→ Stored data
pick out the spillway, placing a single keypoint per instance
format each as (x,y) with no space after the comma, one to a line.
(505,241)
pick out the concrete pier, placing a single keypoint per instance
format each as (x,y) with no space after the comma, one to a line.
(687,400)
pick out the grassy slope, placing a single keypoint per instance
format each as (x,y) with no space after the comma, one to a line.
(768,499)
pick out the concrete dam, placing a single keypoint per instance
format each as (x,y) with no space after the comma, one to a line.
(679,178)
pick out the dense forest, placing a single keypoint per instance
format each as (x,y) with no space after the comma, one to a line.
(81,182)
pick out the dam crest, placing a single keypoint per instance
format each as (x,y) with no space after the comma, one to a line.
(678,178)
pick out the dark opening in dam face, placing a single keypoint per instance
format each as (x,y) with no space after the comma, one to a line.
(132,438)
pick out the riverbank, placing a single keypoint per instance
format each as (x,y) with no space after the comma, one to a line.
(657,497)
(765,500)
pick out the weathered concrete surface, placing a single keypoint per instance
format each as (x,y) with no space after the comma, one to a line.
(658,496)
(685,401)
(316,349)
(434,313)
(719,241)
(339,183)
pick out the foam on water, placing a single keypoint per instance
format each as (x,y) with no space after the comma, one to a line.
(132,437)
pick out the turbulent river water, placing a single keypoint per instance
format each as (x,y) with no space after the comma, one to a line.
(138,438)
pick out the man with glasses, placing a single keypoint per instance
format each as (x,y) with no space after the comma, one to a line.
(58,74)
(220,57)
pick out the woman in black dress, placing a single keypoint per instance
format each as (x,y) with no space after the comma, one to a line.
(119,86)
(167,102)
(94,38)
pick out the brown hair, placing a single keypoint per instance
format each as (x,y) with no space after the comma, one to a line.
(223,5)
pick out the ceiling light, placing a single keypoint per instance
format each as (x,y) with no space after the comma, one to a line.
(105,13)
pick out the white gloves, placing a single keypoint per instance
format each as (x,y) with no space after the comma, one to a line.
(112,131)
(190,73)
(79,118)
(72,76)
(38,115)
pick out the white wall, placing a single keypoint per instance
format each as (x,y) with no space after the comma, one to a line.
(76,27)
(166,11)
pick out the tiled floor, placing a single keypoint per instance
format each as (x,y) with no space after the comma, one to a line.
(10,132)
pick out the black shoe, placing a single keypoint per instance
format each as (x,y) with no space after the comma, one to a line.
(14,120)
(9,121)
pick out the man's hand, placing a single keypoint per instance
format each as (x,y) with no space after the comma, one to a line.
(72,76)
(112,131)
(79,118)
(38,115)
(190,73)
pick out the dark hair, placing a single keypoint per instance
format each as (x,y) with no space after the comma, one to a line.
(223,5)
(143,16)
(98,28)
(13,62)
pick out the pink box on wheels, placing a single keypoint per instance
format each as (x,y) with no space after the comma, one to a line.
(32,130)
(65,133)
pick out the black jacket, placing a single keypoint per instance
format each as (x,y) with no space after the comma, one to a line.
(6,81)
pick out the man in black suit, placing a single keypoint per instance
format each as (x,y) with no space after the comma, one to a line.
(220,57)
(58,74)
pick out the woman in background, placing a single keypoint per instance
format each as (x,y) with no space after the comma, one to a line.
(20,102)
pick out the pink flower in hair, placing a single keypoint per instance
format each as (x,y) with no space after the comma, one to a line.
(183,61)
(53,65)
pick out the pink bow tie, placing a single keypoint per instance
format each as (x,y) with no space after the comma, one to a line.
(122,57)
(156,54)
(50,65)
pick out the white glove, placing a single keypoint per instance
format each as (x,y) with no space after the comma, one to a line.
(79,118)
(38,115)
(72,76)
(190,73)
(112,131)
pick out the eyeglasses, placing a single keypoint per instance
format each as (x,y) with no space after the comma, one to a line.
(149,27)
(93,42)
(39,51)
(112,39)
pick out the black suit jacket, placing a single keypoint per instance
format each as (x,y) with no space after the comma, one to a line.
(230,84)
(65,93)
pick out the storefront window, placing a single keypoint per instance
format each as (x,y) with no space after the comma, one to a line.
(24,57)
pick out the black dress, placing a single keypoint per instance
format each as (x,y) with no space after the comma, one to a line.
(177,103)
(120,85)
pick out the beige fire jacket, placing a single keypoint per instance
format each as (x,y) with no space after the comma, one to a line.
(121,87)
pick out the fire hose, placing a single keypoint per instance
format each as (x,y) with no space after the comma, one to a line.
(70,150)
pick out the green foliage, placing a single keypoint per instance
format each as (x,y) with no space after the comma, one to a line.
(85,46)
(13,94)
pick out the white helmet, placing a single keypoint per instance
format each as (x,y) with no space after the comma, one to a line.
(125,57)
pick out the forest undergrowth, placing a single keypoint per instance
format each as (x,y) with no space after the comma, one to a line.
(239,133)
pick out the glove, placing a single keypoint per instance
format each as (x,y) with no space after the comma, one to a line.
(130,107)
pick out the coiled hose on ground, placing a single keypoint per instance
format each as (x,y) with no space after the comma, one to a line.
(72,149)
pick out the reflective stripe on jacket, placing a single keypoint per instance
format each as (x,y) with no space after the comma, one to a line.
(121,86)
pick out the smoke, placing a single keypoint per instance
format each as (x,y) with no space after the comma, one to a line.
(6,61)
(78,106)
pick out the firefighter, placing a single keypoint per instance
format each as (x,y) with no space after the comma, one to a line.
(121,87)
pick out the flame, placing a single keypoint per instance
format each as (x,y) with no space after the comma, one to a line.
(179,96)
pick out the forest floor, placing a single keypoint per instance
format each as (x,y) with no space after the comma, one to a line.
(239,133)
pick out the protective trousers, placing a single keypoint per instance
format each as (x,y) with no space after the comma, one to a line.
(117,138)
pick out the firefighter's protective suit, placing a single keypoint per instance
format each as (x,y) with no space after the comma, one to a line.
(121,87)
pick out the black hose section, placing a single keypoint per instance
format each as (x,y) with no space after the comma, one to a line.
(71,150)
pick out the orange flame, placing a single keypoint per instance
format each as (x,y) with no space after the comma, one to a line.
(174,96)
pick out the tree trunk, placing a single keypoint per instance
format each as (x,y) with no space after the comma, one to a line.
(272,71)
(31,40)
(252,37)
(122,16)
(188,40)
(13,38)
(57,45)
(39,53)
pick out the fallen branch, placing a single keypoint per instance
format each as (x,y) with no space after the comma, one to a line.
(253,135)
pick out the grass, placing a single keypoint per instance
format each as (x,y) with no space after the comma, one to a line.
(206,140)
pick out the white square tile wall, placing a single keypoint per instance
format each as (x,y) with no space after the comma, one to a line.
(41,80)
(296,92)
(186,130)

→ Exercise aim
Reproduce the records above exactly as they appear.

→ Final result
pick out the spillway, placing a single keypoint per instance
format each as (x,y) with no space after the comma, one to a line.
(505,241)
pick out the concrete pier, placing a single keypoint per instance
format each as (x,y) with no space after the comma, one to a line.
(687,400)
pick out the grassy slope, placing a single keypoint per instance
format each as (x,y) with no space after the comma, one to a line.
(768,499)
pick out the concrete dam, placing a single keypoint per instance
format each as (x,y) with no space after the comma, one to a line.
(679,178)
pick out the dense forest, placing a single keypoint per instance
format each as (x,y) with no space after the comma, one to a line.
(81,182)
pick out the dam crest, placing a single keypoint per instance
format each as (x,y) with no space after the comma, one to a line.
(678,178)
pick out the dark opening in dam face, placing a single keypoint per instance
format each as (x,y) with no space after the comma, one to a line.
(132,438)
pick out the riverbank, placing a single keypoint per instance
format each as (x,y) with no space after the comma, one to a line.
(657,497)
(765,500)
pick out the weathered concrete surface, placing a single keypoint per instance
format each as (x,y) with no space after the comma, one to a line.
(658,496)
(685,401)
(316,349)
(434,313)
(719,241)
(339,183)
pick out the foam on water, placing a single keypoint per instance
format each as (x,y) with no space after the comma, one to a line.
(132,437)
pick out the turbulent river water, placing a single keypoint per instance
format each as (x,y) with no space after the comma, one to a line.
(138,438)
pick out the man with glasses, placing a single keypoint per instance
format each as (x,y) with no space after the comma, one to a line.
(58,74)
(220,57)
pick out the woman in black dress, placing a single keypoint per instance
format each as (x,y) with no space after the comma, one to a line.
(119,86)
(167,102)
(94,38)
pick out the brown hair, placing a single keypoint per instance
format each as (x,y) with no space after the comma, one to a line.
(223,5)
pick out the ceiling light, placing a single keypoint per instance
format each as (x,y) with no space after the comma, one to a line.
(105,13)
pick out the white gloves, placing a single keypoint per instance
format each as (x,y) with no space after the comma, one to a line.
(112,131)
(190,73)
(79,118)
(72,76)
(38,115)
pick out the white wall, placing a single keypoint per instance
format each as (x,y) with no space after the comma, one to a line.
(76,27)
(166,11)
pick out the tiled floor, placing a single keypoint per instance
format each as (x,y) with no space after the comma, one to a line.
(10,132)
pick out the black shoe, placing a single keypoint per instance
format each as (x,y) with no space after the comma, one to a line.
(14,120)
(9,121)
pick out the man's hand, placing a single keypoint per instance
format each as (x,y) with no space after the comma, one to a line.
(72,76)
(112,131)
(79,118)
(38,115)
(190,73)
pick out the dark hair, placing a single keypoint per instance
format each as (x,y) with no space after the comma, one to a line.
(223,5)
(143,16)
(98,28)
(13,62)
pick out the pink box on wheels, placing a single keypoint per instance
format each as (x,y) with no space after the comma, one to a line.
(32,130)
(65,133)
pick out the black jacket, placing a single keypoint per instance
format each as (x,y) with no space after the comma, one to a line.
(6,81)
pick out the man in black suit, placing a single keypoint per instance
format each as (x,y) with no space after the comma, one to a line.
(220,57)
(58,74)
pick out the woman in background, placing a single keypoint per instance
format each as (x,y) with no space after the comma, one to a line.
(20,102)
pick out the pink flower in hair, placing a single keypoint per instance
format each as (x,y) with no space after the comma, one to a line.
(183,61)
(53,65)
pick out the pink bow tie, placing a single keypoint per instance
format each as (x,y) with no space after the comma, one to a line.
(122,57)
(156,54)
(50,65)
pick out the white glove, placing a single keypoint per instance
format each as (x,y) with no space after the comma, one to a line.
(79,118)
(38,115)
(72,76)
(190,73)
(112,131)
pick out the eyeglasses, placing a single keypoint per instance
format each as (x,y) with no space after the comma, one to a line.
(149,27)
(93,42)
(39,51)
(112,39)
pick out the black suit jacket, placing a single keypoint per instance
format each as (x,y) with no space after the comma, one to a line.
(230,84)
(65,93)
pick out the storefront window, placing a single keypoint per instance
format each as (x,y) with no space after the comma, one to a line.
(24,57)
pick out the black dress, placing a single keypoint per instance
format each as (x,y) with no space after the comma, one to a line.
(177,103)
(120,85)
pick out the beige fire jacket, placing a single keypoint per instance
format each as (x,y) with no space after the comma, one to a line.
(121,87)
pick out the fire hose, placing a single keypoint per instance
format each as (x,y) with no space after the comma, one to a line.
(70,150)
pick out the green foliage, placing a single keypoint per instance
format each as (x,y) with no space after the comma, one to a line.
(85,46)
(13,94)
pick out the white helmet, placing a single keypoint per instance
format each as (x,y) with no space after the comma, one to a line.
(125,57)
pick out the forest undergrowth, placing a single keypoint per instance
format each as (x,y) with no space after the comma, one to a line.
(239,133)
pick out the glove, placing a single keypoint per instance
format each as (x,y) with no space after the comma, one to a line.
(130,107)
pick out the coiled hose on ground, placing a single keypoint per instance
format each as (x,y) with no space after the comma, one to a line.
(72,149)
pick out the reflective stripe on jacket, placing a single keypoint per instance
format each as (x,y) with no space after the comma, one to a line.
(121,86)
pick out the smoke, placing a single keypoint per instance
format each as (x,y) with no space after the comma, one to a line.
(6,61)
(78,106)
pick out the firefighter, placing a single keypoint per instance
format each as (x,y) with no space after the comma, one to a line.
(121,87)
pick out the flame, placing a single keypoint per instance
format each as (x,y) with no space after the comma, one to a line.
(179,96)
pick out the forest floor, placing a single keypoint per instance
format each as (x,y) with no space after the comma, one to a line.
(239,133)
pick out the protective trousers, placing a single keypoint per instance
format each as (x,y) with no space after the comma, one to a line.
(117,138)
pick out the firefighter's protective suit, placing a single keypoint per instance
format each as (x,y) with no space after the comma, one to a line.
(121,87)
pick out the black hose section, placing a single keypoint per instance
format each as (x,y) with no space after the comma, one to a line.
(71,150)
pick out the orange flame, placing a single keypoint per instance
format each as (x,y) with no space after the comma, one to a line.
(174,96)
pick out the tree trunk, placing a single keypoint per instance
format each as (x,y) with no space after the comma, one to a line.
(272,71)
(31,40)
(252,37)
(122,16)
(188,40)
(13,38)
(57,45)
(39,53)
pick out the fallen branch, placing a single keypoint per instance
format each as (x,y) with no space after the comma, one to a line.
(253,135)
pick out the grass, placing a single keypoint per instance
format each as (x,y) with no space after the comma, one to a line.
(206,140)
pick out the white square tile wall, placing a single keypoint per instance
format each as (x,y) with no space after the comma, one to a line.
(41,80)
(296,92)
(186,130)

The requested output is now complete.